_REQUIREMENT_.
Which lines in the records below contain the string "target"? Pull out every one of them, treating uppercase and lowercase as different.

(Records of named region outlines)
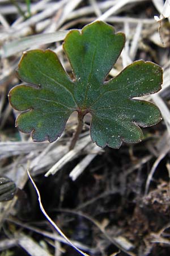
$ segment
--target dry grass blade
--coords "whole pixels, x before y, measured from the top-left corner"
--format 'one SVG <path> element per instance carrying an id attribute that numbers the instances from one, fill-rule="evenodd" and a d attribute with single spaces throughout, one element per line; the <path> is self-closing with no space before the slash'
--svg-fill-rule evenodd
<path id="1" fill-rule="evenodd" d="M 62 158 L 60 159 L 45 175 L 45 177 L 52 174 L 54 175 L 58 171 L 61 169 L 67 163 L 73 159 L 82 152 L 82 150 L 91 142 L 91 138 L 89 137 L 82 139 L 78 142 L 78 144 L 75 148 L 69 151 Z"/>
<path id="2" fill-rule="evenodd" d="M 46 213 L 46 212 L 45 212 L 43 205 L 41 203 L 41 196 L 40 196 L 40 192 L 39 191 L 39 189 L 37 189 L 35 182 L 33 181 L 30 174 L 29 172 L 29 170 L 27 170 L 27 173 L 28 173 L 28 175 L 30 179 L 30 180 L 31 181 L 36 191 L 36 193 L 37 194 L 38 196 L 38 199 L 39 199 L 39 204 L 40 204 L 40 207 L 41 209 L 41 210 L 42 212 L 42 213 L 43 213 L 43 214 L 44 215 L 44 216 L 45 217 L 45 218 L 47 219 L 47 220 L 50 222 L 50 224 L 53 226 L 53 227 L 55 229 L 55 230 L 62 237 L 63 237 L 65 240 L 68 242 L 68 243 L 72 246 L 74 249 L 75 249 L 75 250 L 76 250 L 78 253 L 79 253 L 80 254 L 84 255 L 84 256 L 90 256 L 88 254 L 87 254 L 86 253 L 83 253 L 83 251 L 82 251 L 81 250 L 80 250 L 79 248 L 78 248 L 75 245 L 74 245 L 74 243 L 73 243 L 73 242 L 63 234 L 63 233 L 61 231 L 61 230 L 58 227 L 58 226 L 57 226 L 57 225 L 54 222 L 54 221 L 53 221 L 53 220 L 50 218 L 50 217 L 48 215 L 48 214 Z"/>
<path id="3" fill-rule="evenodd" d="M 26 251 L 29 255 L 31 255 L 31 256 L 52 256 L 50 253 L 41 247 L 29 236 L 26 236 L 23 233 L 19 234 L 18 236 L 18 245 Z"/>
...
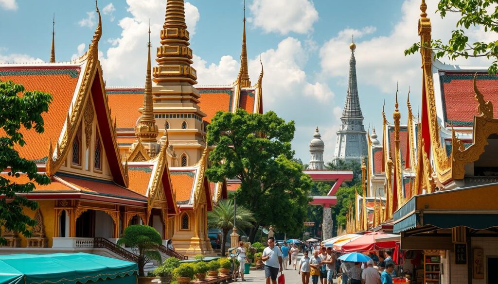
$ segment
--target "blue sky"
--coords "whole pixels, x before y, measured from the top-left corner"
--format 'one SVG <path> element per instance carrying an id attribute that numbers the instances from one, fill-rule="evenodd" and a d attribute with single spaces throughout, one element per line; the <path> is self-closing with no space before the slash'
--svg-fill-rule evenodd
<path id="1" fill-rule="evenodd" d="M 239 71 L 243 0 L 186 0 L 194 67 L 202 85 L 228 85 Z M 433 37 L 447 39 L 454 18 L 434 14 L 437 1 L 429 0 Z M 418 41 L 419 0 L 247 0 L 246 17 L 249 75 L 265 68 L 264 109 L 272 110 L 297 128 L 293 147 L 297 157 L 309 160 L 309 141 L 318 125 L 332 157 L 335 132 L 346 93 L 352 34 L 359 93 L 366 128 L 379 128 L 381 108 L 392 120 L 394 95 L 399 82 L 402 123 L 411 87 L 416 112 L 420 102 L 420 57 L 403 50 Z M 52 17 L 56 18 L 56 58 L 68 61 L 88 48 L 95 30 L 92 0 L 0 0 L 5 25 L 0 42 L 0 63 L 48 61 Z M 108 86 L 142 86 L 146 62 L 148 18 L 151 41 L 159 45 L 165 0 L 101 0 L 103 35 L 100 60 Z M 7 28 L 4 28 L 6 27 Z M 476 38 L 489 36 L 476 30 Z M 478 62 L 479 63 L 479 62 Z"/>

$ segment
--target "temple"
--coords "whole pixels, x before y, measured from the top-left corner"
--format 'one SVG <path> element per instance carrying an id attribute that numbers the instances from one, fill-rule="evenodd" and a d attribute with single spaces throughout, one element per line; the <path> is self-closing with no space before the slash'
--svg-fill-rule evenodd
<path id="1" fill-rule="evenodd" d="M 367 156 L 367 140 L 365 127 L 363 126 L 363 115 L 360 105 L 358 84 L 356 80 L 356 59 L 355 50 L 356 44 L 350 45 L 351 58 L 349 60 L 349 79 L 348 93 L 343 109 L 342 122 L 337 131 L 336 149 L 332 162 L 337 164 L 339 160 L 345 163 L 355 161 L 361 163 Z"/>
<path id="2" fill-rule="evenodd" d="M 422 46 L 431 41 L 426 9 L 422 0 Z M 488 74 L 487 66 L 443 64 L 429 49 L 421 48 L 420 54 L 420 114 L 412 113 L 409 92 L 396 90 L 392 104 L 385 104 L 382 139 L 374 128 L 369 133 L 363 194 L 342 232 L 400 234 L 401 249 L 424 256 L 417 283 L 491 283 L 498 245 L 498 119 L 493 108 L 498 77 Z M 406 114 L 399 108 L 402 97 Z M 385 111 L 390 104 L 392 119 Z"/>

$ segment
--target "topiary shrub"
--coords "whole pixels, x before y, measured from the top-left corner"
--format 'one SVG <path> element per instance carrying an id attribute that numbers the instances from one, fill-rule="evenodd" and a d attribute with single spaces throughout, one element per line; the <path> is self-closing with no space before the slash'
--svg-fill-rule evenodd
* * *
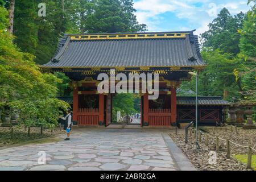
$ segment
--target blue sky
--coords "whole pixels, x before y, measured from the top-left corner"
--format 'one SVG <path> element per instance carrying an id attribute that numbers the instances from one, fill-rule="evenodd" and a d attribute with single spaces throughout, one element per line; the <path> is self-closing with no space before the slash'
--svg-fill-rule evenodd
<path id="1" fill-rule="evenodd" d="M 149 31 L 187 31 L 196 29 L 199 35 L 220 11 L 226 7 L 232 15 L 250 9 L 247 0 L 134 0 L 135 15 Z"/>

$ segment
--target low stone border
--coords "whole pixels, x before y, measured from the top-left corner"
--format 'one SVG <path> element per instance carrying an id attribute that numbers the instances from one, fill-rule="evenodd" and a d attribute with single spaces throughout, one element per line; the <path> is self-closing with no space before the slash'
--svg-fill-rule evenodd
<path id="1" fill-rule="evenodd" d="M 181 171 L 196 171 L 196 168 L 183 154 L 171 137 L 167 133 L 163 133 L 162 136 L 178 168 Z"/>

_THE OUTPUT_.
--target dry grass blade
--target "blue sky"
--target "temple"
--target "topiary shrub"
--target blue sky
--target low stone border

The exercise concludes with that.